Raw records
= = = =

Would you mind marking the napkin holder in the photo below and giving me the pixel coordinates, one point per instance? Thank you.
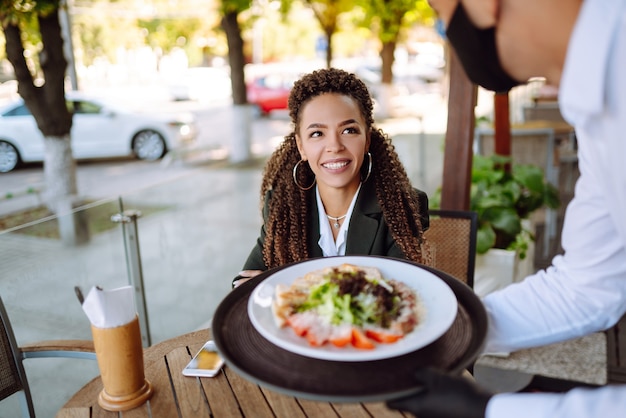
(120, 359)
(118, 345)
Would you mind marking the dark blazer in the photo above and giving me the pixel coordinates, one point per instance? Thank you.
(368, 233)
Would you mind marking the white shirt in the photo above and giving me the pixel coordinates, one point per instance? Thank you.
(584, 290)
(327, 242)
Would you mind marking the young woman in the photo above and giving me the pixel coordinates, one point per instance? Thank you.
(335, 186)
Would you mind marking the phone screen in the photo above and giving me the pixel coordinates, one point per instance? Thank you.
(206, 363)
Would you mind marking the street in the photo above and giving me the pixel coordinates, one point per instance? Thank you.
(106, 178)
(417, 113)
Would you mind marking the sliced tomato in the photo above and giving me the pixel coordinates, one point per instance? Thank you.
(359, 340)
(314, 339)
(382, 336)
(298, 327)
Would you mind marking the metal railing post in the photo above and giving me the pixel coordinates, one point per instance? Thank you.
(128, 219)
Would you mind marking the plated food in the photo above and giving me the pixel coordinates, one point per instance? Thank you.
(346, 305)
(436, 308)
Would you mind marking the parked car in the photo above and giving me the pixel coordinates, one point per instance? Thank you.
(100, 129)
(270, 92)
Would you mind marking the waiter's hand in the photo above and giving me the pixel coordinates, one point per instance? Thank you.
(444, 396)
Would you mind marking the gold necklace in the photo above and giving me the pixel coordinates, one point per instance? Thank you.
(332, 218)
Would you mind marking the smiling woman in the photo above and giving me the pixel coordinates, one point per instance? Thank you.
(100, 129)
(335, 186)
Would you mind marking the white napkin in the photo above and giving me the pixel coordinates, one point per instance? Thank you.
(110, 308)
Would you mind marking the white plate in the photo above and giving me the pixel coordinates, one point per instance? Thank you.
(438, 300)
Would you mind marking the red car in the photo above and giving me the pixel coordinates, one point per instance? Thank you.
(270, 92)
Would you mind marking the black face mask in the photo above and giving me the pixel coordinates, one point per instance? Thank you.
(476, 49)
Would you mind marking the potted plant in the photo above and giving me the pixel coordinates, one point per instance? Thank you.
(504, 198)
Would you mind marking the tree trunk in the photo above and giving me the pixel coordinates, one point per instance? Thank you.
(329, 48)
(241, 145)
(385, 93)
(47, 105)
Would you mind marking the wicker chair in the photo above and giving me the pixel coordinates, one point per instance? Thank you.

= = = =

• WHAT YOU ARE ASKED TO DO:
Without the pictures, restate each entry exactly.

• REPLY:
Would you mind marking the napkin holder in the photo below and giving me the pixel coordinates, one point per instance? Thank you.
(120, 359)
(118, 345)
Would you mind marking the dark blazer in the photo above and giving me the pixel coordinates, one point per instance? Thank you.
(368, 233)
Would you mind marking the white shirt in the photo above and giving me the pixel coordinates, one point per instance? Thank you.
(584, 290)
(327, 242)
Would you mind marking the young woman in the photo above and giving me the pixel coordinates, one point per instance? Thank you.
(335, 186)
Would you mind marking the phone screen in the photo above and giving me the pixel coordinates, one point per instance? Thank you.
(206, 363)
Would you mind marking the street in the photo above and giving me the pixel coordinates, one point per instance? Thank you.
(106, 178)
(417, 113)
Would you mind marking the sliced tomato in the photo above and giving me the pixel coordinates, one point per instance? Thank you.
(359, 340)
(314, 339)
(382, 336)
(298, 327)
Would you mind marking the metal railing post in the photo above and giving me the pixel coordinates, one point per instance? Thank you.
(128, 219)
Would you mind marking the plated food in the photo above and giving me the pixel coordinates, one point per instance? Thank you.
(346, 305)
(436, 308)
Would you mind marking the parked car in the photo above and giving me the pixel coordinates, one point per instance? Thank you.
(100, 129)
(270, 92)
Would you mind marking the waiter's hand in the photo above and giving me the pixel coordinates, one point per instance? Thank you.
(444, 396)
Would you mind marking the gold necklace in the photo above and giving me the pixel coordinates, one point per instance? Thank you.
(332, 218)
Would you mind marking the smiling woman in the photo above and giving me the pixel coordinates, one point per instance? Thank you.
(100, 129)
(335, 186)
Would you mind marking the white napkin in the photo above and giving me the pixel coordinates, one point per instance? Thank you.
(110, 308)
Would you mind marking the white plate in the photo above and giving me the pixel coordinates, one point per instance? Thank you.
(438, 300)
Would you mind marking the red car in the photo above and giving me the pixel coordinates, one point per instance? Thank you.
(270, 92)
Would you mind marking the black face mask in the photo above and giving me the pixel coordinates, one point per instance? Thank you.
(476, 49)
Would you mind marking the potted plant in the photo above and giving me the pixel coordinates, one point per instance? Thank you.
(504, 198)
Would you mind marking the tree trunk in the photo above and giving me the pixel coordinates, one point per instance? Thank you.
(329, 48)
(241, 145)
(385, 93)
(47, 105)
Would you mind marking the wicker chair in the photo above and giving me the pixel coordinates, one point per instance? Thank you.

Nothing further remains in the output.